# [Short problem A]
Answer these questions from the article about a first grader kneeling during the Pledge of Allegiance, one answer per line:
(i) What did McDowell's son do when it was time for the Pledge of Allegiance?
(ii) How did the teacher first let McDowell know about it?
(iii) To whom did McDowell write a letter?
# [Short problem B]
Decide whether each statement agrees with the article about a first grader kneeling during the Pledge of Allegiance. Answer yes or no, and quote the words from the article that decide it.
(i) McDowell's 6-year-old son was in second grade.
(ii) The teacher told the boy that in the classroom they stand for the Pledge of Allegiance.
(iii) McDowell wrote a letter to the school principal.
# [Short problem C]
Extend the article about a first grader kneeling during the Pledge of Allegiance, picking up after its final sentence.

------ Reading text ------

Can they be disciplined for kneeling during the Pledge of Allegiance in their classrooms? Is it legal to throw them off their teams?
/ Source: TODAY Contributor

One night in late September, Eugenia McDowell received a text from her 6-year-old son's first grade teacher that begged the question: what rights to free speech do children really have in their school classrooms or on the school sports fields?

"I just wanted to let you know that this morning when it was time to do the Pledge of Allegiance, [your son] went down on one knee," the teacher wrote. "I knew where he had seen it, but I did tell him that in the classroom we are learning what it means to be a good citizen, we're learning about respecting the United States of America and our country symbols and showing loyalty and patriotism and that we stand for the Pledge of Allegiance."

McDowell, a mother of sons ages 18, 17, and 6 in Wesley Chapel, Florida, was livid. She wrote a letter to her local news station expressing her frustration with the Pasco County School System.

------ Data block ------

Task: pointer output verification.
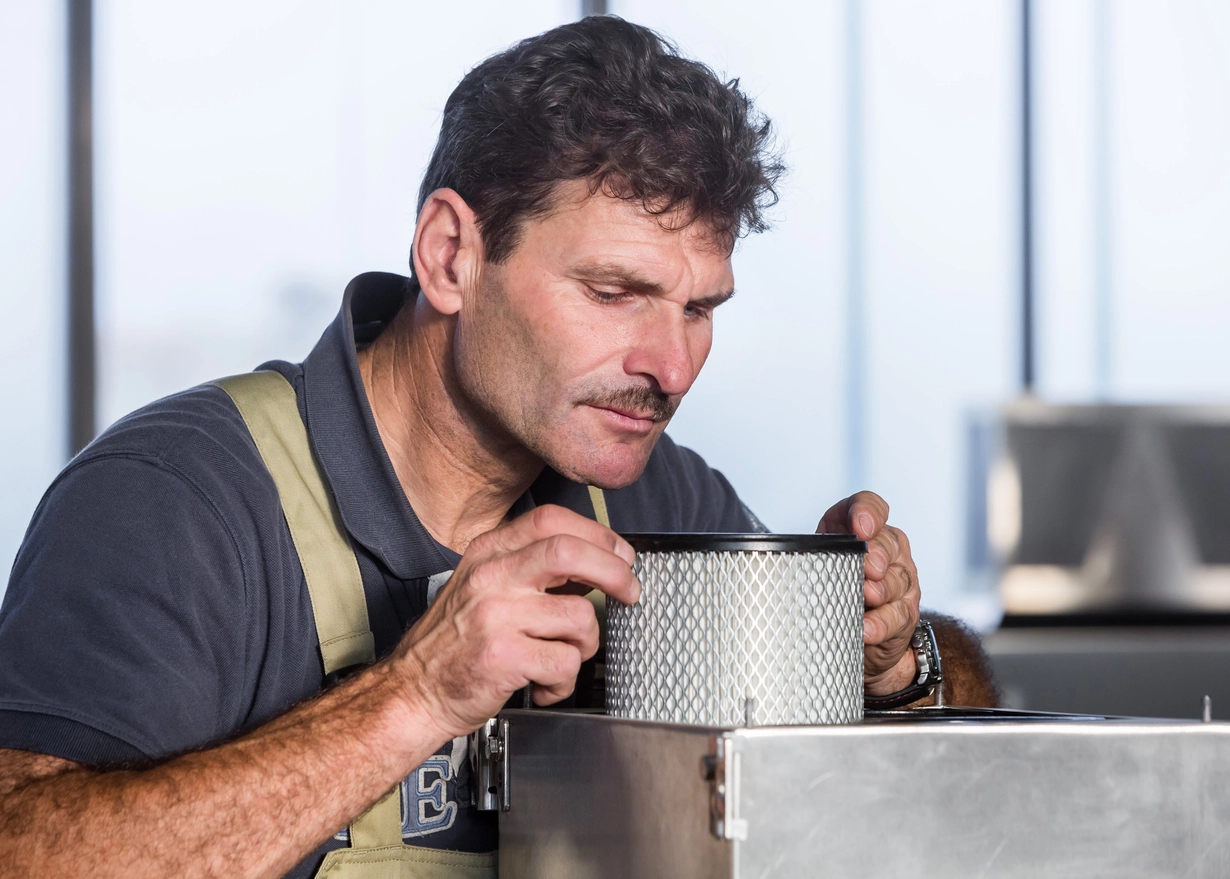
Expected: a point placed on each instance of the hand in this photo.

------

# [Written answer A]
(i) He went down on one knee.
(ii) The teacher sent her a text.
(iii) She wrote to her local news station.

# [Written answer B]
(i) No: "her 6-year-old son's first grade teacher"
(ii) Yes: "we stand for the Pledge of Allegiance"
(iii) No: "She wrote a letter to her local news station"

# [Written answer C]
Students kneel during Pledge
Eugenia McDowell's 6-year-old son, pictured above, has the right to peaceful protest in his school classroom and does not have to stand for the pledge of Allegiance, she says. According to the law, she is right.Courtesy Eugenia McDowell

"I am sitting here fighting back tears as, yet again, one of my young black sons are reminded of their place in this society," McDowell wrote. "Instead of taking an opportunity to demonstrate inclusion and diversity within the classroom, his teacher decided to impress upon him her opinion and her definition of what it means to be a good citizen — which, based on her text message, is the opposite of what he demonstrated today in the classroom."

Her son decided on his own to kneel during the Pledge of Allegiance without talking to his parents first, McDowell said. "He didn't encourage other children to do it. He exercised his constitutional right to protest, which is what a 'good citizen' does," she wrote. "The right to protest is one of the many rights that the flag stands for, and [his teacher] snatched that right away today."

Pasco County Schools, where McDowell's son attends school, has since made an announcement on its Facebook page explaining that in compliance with Florida law and school board policy, no student shall be "compelled or required" to participate in reciting the Pledge of Allegiance or in standing or placing their hands over their hearts during it.

"This means that kneeling or other non-disruptive forms of non-participation will generally be considered as permissible alternatives to the traditional recitation of the Pledge, provided that the demonstrating student has provided a written request from his/her parent in advance," the school board wrote in the post.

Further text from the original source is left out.